• WHAT NEEDS TO BE DONE:
Please reproduce the following entries word for word, omitting the pictures.

• INPUT DATA:
------------------------------------------------------------------------

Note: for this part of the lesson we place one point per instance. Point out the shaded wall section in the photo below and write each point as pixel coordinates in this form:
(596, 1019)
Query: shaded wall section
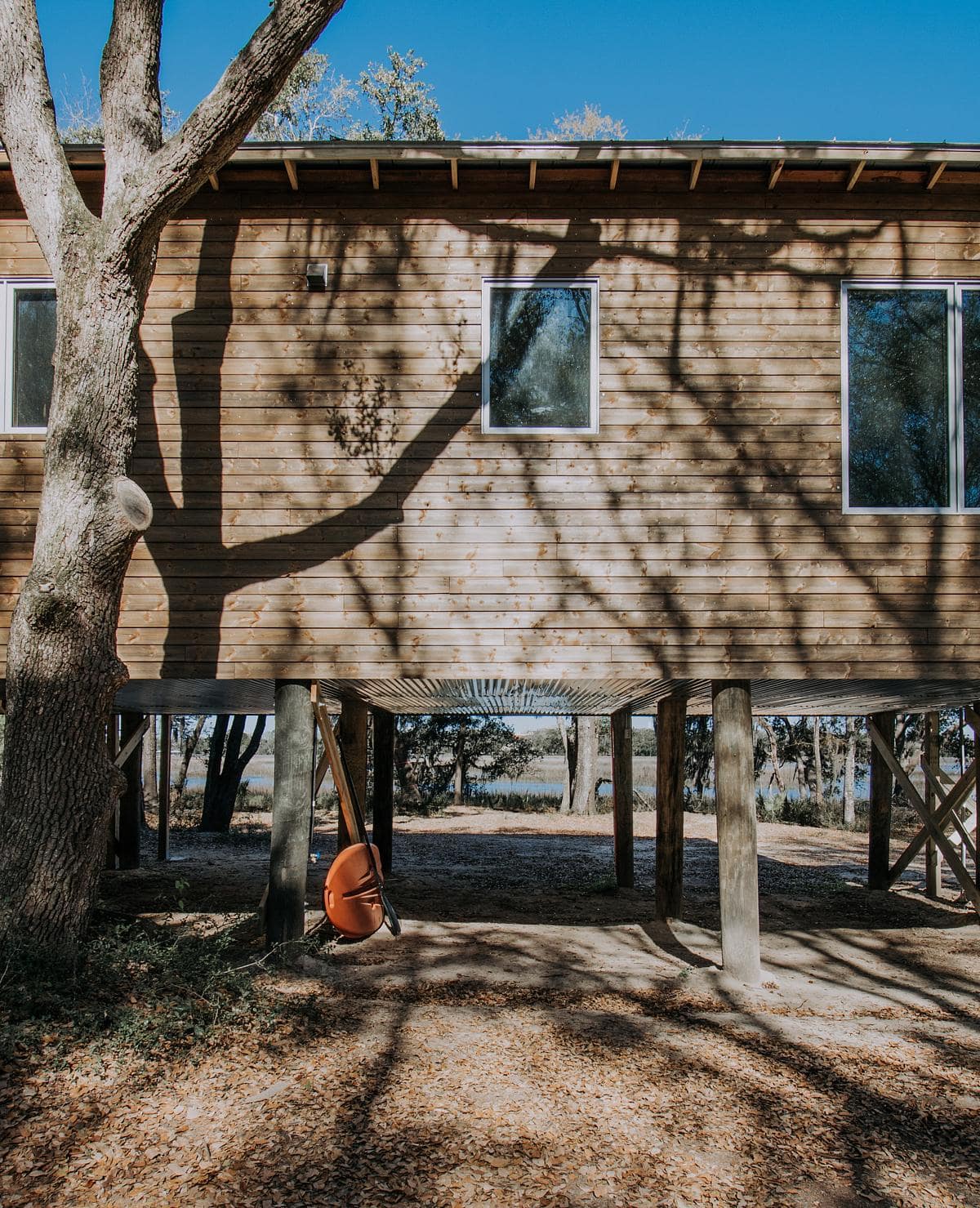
(327, 506)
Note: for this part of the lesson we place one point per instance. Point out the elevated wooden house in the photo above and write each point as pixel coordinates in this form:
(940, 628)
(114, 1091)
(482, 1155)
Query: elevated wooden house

------------------------------------------------------------------------

• RESULT OF THE EXERCISE:
Note: for this part of the lesson we place one point per instance. Point out the shaded wall section in the photo below and write each point as pixel coordinates in this form:
(596, 1019)
Query: shaded wall section
(327, 506)
Note: for this part of the lesson we place one point per instance. Point out the elevated wooden house in the photo above and write each point as pixel coordinates in this form:
(940, 628)
(114, 1091)
(482, 1155)
Query: elevated wooden house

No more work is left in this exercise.